_TEXTE DE LECTURE_
· · · ·
Dans ce cadre deux principales interrogations se posent avec acuité, à savoir d’abord, pourquoi une politique publique en faveur de la jeunesse ? Ensuite, le Maroc dispose-t- il d’une politique en la matière ?
Les jeunes rêvent d’un Maroc prospère et imaginent leur avenir rayonnant. La majorité d’entre eux aspirent à être acteurs du changement, un nombre considérable de ces jeunes possèdent, en moyens, plus d’années de scolarité que les générations précédentes. Ils ont la chance de poursuivre leurs études supérieures, cependant une grande partie de cette nouvelle génération notamment celle de la campagne est confrontée à plusieurs problèmes qui handicapent son épanouissement et son intégration socio-économique.
Malgré les avancés réalisées par l’Etat marocain pour promouvoir le rôle de la jeunesse, cette dernière reste confrontée à moult défis. Il s’agit en premier lieu de l’emploi. Au Maroc le taux de chômage a atteint 10% au terme du premier trimestre 2007 contre 9,6% à la même période de l’année 2006. Selon les donnés du Haut Commissariat au Plan, le taux de chômage s’est élevé à 15,8% en milieu urbain et à 3,8% en zones rurales. Cette hausse a touché essentiellement les jeunes âgés de 15 à 24 ans (15,9%). Pire encore, quand 61,6% de ces jeunes occupent des emplois non rémunérés. 23,2% parmi eux sont de sexe féminin et , n’étant ni à l’école ni employées, sont classées « femmes au foyer » faute de se déclarer parmi les demandeurs d’emploi.
· · · ·
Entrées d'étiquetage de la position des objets
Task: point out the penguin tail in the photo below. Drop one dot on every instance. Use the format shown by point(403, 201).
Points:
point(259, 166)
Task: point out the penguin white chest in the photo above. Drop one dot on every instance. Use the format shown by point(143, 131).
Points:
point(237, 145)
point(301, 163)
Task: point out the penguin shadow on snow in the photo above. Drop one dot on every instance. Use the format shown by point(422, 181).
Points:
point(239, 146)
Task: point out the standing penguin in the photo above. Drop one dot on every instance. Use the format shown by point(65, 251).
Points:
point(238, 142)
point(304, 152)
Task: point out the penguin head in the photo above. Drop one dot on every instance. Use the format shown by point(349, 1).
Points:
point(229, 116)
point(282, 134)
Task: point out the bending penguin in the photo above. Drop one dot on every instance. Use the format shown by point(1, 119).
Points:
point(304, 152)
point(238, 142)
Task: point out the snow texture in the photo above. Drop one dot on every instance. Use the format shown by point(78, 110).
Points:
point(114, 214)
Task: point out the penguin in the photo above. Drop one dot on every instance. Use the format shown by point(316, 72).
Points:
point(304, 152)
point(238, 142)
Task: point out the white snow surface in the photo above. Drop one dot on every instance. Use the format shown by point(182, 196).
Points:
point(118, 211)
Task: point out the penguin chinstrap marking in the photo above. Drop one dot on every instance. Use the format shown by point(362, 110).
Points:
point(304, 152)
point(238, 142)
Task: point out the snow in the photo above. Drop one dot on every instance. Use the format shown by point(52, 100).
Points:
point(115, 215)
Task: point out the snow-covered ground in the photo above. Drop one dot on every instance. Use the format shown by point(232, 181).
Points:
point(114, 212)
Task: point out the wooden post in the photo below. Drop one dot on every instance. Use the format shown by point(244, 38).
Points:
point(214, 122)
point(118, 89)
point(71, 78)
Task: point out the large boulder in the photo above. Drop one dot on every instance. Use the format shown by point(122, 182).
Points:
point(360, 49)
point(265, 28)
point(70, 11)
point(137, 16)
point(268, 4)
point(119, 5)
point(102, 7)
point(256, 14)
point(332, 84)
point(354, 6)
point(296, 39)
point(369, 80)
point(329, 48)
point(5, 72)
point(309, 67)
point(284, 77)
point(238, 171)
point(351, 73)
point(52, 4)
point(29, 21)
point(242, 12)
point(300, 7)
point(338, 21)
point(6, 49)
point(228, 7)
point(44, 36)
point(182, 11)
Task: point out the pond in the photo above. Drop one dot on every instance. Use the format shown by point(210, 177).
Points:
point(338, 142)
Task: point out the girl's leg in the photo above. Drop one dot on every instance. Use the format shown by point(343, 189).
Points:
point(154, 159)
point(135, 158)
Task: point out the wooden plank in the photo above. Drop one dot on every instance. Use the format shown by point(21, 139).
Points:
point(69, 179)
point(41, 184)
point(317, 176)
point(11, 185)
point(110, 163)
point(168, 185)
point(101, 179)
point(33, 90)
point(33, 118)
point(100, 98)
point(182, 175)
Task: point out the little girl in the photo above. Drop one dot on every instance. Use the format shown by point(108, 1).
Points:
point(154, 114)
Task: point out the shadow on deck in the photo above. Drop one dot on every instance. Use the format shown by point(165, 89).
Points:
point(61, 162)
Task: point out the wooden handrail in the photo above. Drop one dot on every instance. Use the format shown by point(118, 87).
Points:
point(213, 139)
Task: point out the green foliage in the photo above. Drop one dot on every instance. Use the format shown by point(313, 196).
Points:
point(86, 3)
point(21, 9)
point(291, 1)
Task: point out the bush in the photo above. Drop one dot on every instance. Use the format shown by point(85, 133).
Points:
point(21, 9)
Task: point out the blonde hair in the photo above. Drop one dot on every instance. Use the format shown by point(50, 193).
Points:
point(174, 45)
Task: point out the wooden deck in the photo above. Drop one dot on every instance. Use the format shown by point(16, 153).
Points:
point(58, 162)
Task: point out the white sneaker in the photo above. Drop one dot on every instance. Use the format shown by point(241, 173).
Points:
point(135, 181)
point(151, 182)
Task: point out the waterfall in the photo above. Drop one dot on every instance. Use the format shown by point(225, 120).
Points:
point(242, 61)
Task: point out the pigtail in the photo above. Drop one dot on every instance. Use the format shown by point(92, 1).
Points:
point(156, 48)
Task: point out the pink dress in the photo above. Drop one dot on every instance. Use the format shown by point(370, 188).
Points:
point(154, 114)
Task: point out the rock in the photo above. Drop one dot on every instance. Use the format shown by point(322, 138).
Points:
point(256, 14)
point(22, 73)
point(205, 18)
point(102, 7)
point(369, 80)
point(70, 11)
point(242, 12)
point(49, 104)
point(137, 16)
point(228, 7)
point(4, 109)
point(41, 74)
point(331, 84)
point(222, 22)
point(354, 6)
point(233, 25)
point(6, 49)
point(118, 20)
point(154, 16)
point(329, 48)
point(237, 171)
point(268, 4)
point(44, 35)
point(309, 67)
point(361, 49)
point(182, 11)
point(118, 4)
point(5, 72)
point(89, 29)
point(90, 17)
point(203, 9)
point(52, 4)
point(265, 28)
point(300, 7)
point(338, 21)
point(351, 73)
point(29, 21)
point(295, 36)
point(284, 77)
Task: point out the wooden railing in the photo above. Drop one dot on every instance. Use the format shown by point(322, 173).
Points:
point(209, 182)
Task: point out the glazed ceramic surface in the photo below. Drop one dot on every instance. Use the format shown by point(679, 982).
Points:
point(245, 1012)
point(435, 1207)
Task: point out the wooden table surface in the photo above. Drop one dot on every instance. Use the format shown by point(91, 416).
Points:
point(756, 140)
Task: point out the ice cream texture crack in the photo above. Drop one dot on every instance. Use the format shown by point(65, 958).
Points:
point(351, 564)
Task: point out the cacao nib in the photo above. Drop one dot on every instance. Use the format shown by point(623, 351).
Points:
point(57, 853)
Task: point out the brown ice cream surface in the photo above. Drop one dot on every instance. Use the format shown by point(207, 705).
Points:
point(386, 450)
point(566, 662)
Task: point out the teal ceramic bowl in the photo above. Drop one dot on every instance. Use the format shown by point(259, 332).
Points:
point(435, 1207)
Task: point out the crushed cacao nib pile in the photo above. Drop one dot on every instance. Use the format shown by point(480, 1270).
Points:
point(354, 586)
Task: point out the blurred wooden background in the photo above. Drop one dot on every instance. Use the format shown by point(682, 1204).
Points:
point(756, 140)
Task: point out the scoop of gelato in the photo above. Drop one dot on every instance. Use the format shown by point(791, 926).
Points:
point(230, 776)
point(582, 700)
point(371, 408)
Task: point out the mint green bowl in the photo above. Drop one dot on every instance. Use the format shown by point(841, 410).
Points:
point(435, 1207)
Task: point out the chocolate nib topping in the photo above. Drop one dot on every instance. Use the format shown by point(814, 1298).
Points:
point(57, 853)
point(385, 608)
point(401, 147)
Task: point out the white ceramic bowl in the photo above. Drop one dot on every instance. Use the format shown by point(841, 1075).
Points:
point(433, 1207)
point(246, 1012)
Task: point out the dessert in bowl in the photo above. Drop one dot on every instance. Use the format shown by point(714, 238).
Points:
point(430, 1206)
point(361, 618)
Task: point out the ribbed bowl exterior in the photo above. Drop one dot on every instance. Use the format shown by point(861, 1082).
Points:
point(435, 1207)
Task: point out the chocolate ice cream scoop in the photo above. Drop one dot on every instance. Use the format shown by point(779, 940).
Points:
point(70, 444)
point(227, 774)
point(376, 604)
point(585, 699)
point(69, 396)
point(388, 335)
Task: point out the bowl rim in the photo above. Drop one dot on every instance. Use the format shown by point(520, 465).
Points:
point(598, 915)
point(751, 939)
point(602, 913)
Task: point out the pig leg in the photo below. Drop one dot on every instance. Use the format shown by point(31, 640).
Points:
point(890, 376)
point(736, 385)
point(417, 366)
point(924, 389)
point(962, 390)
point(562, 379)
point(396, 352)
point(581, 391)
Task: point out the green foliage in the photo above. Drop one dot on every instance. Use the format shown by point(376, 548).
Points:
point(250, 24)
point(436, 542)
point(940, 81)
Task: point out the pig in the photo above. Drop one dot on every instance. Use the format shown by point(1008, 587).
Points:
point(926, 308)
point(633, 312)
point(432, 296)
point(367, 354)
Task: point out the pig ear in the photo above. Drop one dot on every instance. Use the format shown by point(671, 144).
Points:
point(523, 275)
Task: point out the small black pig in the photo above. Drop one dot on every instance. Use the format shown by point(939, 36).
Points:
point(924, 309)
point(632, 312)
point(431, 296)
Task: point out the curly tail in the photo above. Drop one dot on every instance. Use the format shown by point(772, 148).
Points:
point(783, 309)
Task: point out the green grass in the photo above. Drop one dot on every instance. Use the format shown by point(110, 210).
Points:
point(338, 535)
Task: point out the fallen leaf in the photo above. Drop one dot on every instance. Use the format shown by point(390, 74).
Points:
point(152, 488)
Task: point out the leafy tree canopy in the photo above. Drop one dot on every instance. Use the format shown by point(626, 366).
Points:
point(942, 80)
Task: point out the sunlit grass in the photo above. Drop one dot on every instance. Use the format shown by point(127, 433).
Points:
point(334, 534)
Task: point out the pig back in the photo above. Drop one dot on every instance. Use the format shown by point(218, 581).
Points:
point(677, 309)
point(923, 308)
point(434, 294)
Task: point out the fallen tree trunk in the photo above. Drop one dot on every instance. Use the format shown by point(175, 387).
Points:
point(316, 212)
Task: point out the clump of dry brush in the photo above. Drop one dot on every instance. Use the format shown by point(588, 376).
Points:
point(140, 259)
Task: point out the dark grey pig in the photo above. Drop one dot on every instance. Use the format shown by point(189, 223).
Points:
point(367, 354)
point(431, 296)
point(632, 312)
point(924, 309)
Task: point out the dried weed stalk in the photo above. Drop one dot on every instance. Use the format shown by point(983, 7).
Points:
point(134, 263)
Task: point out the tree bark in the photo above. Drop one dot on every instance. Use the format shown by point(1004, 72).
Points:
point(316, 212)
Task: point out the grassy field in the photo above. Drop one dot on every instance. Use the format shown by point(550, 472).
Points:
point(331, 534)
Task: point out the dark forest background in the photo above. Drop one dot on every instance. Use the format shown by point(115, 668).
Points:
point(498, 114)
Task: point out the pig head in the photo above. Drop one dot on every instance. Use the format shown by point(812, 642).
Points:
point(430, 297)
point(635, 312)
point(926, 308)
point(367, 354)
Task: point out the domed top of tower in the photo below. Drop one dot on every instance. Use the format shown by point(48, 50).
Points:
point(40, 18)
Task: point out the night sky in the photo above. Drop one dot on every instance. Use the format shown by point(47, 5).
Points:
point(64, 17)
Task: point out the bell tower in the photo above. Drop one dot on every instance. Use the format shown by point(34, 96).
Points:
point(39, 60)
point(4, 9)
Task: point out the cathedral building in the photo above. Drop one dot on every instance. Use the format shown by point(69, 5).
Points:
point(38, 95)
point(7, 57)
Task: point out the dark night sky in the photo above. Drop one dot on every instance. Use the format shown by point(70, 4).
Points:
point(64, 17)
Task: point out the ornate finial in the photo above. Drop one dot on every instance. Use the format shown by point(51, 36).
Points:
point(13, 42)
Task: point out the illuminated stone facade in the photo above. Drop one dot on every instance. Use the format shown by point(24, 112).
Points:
· · · ·
_CONSIGNE A_
Dans le texte sur la jeunesse marocaine, quel taux de chômage le Maroc a-t-il atteint au terme du premier trimestre 2007 ?
_CONSIGNE B_
D'après le texte sur la jeunesse marocaine, pourquoi des jeunes femmes qui ne sont ni à l'école ni employées se retrouvent-elles classées « femmes au foyer » ?
_CONSIGNE C_
Rédigez la suite du texte sur la jeunesse marocaine après sa dernière phrase.
Les entrées forment un matériau distinct du texte de lecture.

_RÉSULTAT DE L'EXERCICE A_
Le taux de chômage a atteint 10 %, contre 9,6 % à la même période de 2006.

_RÉSULTAT DE L'EXERCICE B_
Elles sont classées « femmes au foyer » parce qu'elles ne se déclarent pas parmi les demandeurs d'emploi.

_RÉSULTAT DE L'EXERCICE C_
Au problème du chômage, s’ajoute l’analphabétisme. Malgré les efforts déployés en la matière pour éradiquer ce fléau, les résultats obtenus sont en deçà des aspirations, et le niveau de l’analphabétisme demeure encore élevé. Selon les résultats extraits du dernier recensement de 2004, le Maroc enregistre un taux d’analphabétisme très élevé, qui touche 43% de la population âgée de plus de 10 ans, soit plus de 9 millions de personnes. Ce taux est estimé à 29,5% pour la tranche d’âge 15-24 ans (19,2% pour le sexe masculin contre 39,5% pour le sexe féminin). Le monde rurale enregistre toujours un taux plus élevé par rapport au monde urbain, pour la même tranche d’âge, il est respectivement de 13,5% et de 48%.
Au niveau de la formation professionnelle, la jeunesse constitue la cible principale fournie par le système aussi bien de l’Etat que des établissements privés. L’objectif est d’améliorer la qualification des jeunes pour leur intégration dans la vie socio-économique. Cependant, en dépit des progrès réalisés, ce secteur connait encore des difficultés d’adaptation à son environnement externe. Ce déficit s’explique par le taux de chômage élevé chez les jeunes diplômés.
Concernant les activités socio-éducatives et culturelles, les différents indicateurs montrent que les avancés réalisées en la matière ne sont pas encore à la hauteur des attentes des jeunes, notamment ceux de la campagne (absence des maisons de jeunes, manque d’encadrement, absence d’activités sportives et culturelles etc.).
Au niveau politique la situation des jeunes est pareille, selon une enquête de l’économiste sur les jeunes, la majorité écrasante des jeunes se désintéressent de la chose politique par simple indifférence, par méfiance ou même parfois par cynisme. Ce désintérêt se manifeste concrètement par l’abandon du droit de vote ce qui baisse encore plus leur pouvoir politique. Lors des dernières élections législatives, on a pu observer une forte abstention si ce n’est un boycottage des urnes de l’ordre de 63% de la population. Cette abstention peut aussi être assimilée à une forme de contestation passive, d’un système auquel les jeunes ne croient plus.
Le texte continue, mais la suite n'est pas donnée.